Start of RECORDS SUPPLIED

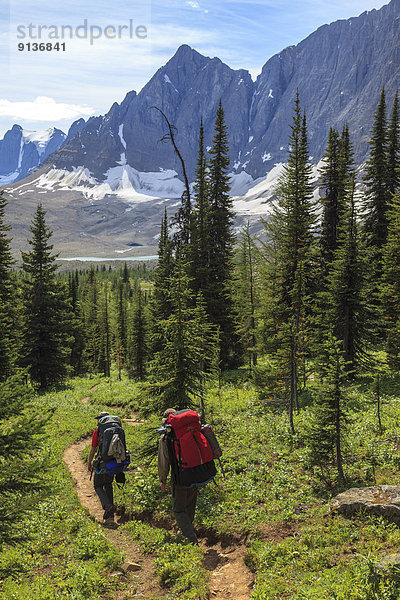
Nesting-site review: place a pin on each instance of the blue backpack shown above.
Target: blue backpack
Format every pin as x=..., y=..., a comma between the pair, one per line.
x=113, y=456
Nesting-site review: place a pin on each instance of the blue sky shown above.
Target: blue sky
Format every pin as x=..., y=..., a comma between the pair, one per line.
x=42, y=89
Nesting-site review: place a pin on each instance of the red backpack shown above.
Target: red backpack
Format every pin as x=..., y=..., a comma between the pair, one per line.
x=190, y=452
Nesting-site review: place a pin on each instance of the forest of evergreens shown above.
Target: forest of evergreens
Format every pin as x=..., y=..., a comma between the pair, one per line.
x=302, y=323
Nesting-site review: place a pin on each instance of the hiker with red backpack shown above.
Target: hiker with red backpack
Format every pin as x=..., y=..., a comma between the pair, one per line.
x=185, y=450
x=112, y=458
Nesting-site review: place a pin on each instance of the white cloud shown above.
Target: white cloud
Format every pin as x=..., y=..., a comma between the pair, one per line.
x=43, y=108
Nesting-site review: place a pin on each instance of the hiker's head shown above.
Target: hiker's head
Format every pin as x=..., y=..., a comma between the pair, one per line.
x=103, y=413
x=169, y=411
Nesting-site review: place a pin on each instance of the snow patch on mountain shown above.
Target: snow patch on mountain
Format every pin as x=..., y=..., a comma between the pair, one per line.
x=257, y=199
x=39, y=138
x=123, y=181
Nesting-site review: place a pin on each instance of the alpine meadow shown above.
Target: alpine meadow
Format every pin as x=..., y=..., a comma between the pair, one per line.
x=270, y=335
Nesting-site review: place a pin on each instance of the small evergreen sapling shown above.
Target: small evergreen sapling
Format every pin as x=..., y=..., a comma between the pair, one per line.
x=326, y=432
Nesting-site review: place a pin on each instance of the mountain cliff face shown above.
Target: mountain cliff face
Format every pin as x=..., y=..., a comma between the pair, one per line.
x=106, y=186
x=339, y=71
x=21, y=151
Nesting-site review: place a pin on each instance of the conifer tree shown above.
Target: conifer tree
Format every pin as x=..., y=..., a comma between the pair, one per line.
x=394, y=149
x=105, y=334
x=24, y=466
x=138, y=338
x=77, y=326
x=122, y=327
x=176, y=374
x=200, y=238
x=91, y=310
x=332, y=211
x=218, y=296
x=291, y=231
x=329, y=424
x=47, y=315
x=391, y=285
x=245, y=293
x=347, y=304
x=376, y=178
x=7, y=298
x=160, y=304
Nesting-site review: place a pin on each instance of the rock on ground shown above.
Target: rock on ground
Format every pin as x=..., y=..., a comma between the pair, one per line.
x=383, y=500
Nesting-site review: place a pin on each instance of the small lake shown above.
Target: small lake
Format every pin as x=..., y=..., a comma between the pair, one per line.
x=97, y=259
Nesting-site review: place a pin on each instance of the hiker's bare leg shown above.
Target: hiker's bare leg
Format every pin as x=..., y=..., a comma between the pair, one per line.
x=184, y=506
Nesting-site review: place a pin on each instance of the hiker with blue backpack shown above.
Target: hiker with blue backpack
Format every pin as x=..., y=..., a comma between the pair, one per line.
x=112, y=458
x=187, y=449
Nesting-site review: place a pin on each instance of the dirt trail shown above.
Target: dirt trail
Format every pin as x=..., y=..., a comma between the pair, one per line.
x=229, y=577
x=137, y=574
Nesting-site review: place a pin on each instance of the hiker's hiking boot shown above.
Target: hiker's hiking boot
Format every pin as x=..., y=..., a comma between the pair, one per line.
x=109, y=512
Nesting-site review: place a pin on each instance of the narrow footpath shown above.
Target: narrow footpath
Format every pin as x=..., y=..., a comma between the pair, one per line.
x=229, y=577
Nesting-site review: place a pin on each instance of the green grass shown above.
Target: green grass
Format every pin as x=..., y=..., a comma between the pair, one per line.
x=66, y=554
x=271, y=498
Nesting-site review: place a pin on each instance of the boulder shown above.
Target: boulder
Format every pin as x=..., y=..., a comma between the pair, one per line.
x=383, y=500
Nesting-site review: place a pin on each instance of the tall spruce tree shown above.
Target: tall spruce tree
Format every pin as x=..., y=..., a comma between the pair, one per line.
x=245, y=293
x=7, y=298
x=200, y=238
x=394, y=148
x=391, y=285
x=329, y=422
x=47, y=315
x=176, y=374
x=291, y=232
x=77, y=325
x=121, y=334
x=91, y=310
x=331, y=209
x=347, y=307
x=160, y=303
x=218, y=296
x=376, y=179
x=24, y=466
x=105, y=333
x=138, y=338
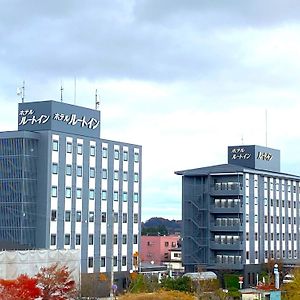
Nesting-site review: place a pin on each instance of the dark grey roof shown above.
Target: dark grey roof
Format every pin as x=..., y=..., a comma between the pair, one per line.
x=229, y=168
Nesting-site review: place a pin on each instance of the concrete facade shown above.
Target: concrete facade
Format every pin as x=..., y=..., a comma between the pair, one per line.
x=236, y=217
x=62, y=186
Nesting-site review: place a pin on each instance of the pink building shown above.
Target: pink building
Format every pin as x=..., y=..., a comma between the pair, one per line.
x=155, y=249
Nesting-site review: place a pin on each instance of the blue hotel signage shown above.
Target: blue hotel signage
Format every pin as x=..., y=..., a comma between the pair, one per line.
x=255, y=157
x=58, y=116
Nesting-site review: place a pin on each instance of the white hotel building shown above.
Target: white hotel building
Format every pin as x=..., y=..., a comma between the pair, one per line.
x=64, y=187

End of RECORDS SUPPLIED
Start of RECORDS SUPPLIED

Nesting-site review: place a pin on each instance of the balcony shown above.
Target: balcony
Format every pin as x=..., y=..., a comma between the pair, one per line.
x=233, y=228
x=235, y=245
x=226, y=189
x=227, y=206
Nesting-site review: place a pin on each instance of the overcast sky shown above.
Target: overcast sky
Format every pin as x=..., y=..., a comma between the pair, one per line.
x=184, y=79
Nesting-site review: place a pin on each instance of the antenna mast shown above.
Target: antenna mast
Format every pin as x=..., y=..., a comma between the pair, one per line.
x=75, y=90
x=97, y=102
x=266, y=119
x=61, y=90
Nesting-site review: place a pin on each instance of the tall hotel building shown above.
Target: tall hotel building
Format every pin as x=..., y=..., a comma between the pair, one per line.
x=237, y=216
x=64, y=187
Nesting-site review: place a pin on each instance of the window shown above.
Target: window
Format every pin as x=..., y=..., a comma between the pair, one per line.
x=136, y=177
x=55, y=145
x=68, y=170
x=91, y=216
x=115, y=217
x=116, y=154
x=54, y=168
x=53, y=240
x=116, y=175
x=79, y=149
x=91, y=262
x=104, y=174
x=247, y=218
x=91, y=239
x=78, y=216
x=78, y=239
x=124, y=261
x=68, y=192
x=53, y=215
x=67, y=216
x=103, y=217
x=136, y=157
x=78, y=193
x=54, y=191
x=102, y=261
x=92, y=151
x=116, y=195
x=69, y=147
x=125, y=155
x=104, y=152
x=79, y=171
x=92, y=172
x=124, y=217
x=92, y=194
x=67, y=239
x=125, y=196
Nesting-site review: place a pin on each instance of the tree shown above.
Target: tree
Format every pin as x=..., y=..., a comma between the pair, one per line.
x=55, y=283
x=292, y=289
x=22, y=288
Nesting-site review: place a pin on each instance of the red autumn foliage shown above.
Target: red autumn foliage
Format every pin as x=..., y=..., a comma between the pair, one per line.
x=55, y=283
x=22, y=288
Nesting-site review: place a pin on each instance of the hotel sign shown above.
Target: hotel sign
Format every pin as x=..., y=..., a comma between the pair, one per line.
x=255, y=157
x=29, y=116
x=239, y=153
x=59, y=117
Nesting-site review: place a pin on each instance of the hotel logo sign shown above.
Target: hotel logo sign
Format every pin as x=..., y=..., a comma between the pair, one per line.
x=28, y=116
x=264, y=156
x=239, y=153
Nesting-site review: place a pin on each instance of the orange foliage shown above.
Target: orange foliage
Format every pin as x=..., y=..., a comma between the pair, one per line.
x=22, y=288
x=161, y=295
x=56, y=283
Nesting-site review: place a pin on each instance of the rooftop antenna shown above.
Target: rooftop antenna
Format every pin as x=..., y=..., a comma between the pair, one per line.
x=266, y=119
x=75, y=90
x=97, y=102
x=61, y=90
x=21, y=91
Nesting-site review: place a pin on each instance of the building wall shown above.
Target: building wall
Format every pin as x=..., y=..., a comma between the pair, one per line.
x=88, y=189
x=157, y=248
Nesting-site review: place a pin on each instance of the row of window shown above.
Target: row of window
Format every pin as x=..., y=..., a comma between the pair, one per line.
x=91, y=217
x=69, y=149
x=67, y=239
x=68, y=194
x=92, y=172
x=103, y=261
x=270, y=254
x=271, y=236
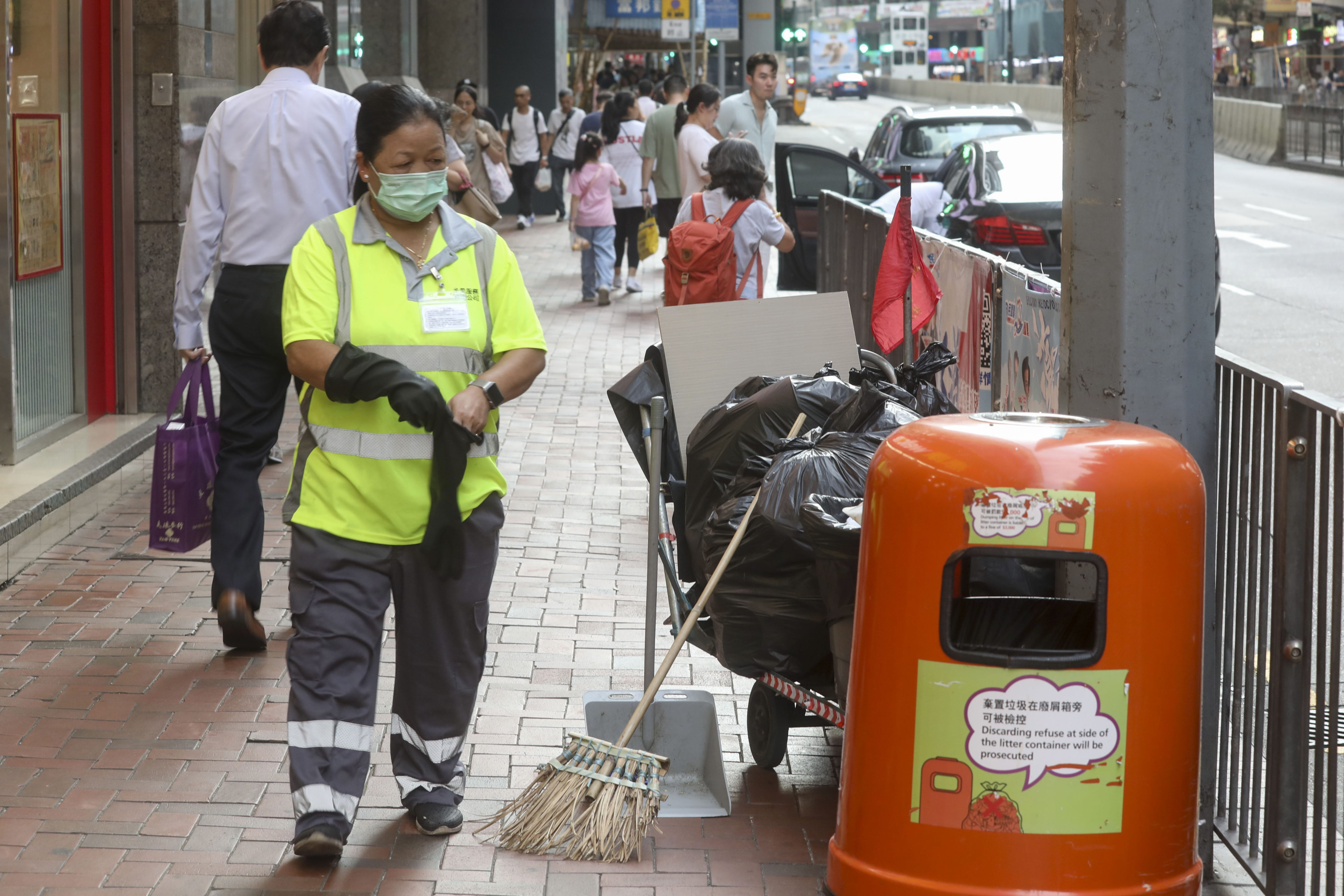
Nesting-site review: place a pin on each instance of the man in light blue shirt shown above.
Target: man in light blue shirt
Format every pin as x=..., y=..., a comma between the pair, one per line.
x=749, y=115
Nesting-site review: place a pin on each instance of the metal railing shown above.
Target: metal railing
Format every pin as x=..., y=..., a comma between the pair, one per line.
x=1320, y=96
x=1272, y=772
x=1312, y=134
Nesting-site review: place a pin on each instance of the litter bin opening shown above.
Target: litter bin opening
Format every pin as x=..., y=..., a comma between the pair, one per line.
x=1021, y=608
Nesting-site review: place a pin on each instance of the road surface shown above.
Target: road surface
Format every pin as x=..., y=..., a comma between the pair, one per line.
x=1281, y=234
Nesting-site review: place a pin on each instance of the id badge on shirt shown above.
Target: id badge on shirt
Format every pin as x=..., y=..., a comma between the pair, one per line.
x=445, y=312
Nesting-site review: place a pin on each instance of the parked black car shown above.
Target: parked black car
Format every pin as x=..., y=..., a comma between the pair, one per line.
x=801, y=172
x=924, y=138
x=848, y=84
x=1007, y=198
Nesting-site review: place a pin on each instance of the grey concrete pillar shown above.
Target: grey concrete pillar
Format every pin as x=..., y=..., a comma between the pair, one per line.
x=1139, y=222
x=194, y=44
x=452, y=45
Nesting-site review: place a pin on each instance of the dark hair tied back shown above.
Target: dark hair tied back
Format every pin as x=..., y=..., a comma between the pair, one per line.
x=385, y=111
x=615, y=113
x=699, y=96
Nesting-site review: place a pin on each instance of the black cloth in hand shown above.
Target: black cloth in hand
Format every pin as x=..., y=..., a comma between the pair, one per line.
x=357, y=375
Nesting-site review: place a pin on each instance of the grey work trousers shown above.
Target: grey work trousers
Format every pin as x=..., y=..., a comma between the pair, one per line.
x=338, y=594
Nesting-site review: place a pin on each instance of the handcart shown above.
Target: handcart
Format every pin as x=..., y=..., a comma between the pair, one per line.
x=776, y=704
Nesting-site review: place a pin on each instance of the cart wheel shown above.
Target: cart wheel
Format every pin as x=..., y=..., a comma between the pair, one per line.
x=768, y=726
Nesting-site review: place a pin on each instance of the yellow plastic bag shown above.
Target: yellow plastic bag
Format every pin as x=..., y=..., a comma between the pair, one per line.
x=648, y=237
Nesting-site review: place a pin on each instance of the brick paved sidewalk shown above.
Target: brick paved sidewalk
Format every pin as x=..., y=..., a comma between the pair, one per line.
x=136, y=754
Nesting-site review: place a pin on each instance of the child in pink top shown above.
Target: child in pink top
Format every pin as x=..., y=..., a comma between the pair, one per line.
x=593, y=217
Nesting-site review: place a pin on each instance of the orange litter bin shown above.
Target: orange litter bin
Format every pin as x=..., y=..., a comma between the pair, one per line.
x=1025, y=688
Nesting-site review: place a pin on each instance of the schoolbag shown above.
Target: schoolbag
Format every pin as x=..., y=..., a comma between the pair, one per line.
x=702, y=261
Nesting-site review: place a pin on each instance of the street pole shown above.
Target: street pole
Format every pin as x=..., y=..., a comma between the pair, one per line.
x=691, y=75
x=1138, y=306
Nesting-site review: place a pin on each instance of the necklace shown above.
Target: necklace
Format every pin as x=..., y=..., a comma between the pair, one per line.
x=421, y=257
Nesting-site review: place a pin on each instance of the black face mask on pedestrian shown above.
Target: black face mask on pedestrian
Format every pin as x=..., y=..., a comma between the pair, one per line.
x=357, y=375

End of RECORDS SUPPLIED
Start of RECORDS SUPPLIED

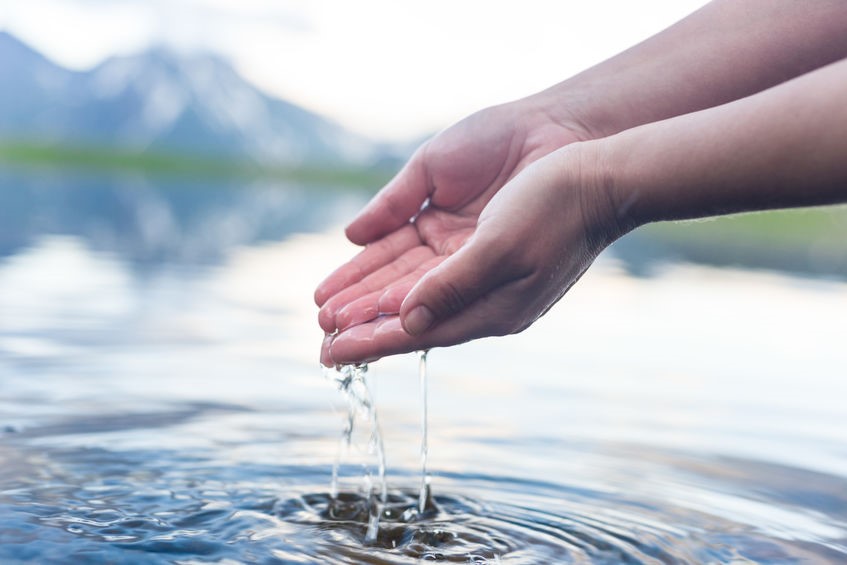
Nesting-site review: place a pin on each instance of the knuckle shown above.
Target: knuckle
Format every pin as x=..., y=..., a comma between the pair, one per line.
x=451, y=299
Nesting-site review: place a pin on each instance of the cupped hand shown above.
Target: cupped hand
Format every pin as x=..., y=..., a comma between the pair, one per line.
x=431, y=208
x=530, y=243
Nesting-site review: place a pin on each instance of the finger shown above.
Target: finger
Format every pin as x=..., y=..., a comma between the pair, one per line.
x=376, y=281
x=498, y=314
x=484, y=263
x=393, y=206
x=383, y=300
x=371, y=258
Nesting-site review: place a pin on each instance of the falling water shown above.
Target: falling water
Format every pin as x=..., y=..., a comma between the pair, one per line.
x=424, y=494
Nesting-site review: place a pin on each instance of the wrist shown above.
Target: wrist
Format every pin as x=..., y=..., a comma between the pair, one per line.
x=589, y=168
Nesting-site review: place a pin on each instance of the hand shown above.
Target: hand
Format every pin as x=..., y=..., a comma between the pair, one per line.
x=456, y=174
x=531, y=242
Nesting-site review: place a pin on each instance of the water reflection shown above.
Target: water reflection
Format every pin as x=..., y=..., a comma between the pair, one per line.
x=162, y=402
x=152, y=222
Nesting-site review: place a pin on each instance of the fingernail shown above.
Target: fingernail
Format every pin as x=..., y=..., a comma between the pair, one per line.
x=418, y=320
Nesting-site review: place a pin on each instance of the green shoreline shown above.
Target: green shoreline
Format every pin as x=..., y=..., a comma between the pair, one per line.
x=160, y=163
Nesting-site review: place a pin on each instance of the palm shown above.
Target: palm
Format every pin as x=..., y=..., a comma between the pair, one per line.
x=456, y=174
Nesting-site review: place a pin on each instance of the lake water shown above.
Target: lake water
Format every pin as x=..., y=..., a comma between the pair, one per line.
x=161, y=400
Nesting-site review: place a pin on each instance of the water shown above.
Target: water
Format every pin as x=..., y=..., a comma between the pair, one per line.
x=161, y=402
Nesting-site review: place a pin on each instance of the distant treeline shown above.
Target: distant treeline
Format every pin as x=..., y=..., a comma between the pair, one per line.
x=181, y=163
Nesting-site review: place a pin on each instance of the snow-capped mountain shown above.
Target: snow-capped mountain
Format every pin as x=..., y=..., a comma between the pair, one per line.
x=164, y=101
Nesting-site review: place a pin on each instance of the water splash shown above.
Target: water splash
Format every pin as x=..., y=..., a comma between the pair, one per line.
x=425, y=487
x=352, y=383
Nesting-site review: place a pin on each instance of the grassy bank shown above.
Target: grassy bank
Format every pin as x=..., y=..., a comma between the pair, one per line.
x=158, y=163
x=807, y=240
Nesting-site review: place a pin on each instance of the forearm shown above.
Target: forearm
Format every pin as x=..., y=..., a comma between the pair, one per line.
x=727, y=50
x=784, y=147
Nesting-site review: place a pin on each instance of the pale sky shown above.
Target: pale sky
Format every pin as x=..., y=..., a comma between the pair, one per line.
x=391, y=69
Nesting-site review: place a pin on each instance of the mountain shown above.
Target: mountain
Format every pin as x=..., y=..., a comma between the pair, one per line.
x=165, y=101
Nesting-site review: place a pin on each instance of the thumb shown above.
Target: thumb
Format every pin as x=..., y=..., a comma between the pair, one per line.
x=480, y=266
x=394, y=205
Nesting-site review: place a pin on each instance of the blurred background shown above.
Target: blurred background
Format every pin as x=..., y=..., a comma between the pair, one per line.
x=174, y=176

End of RECORDS SUPPLIED

*TASK TO COMPLETE*
Rewrite the lines starting with the one that contains "Nesting-site review: place a pin on each instance of the pale" and going on through the one that contains "x=165, y=101", replacing "Target" with "Object" and leaving everything else the same.

*CORRECT RESPONSE*
Nesting-site review: place a pin on each instance of the pale sky shown above.
Object: pale sky
Format every pin as x=..., y=..., a comma between the pair, one per line.
x=391, y=69
Nesting-site review: place a pin on each instance of the mountain shown above.
Object: mountain
Format every pin as x=..., y=..., a comma between the pair, one per line.
x=165, y=101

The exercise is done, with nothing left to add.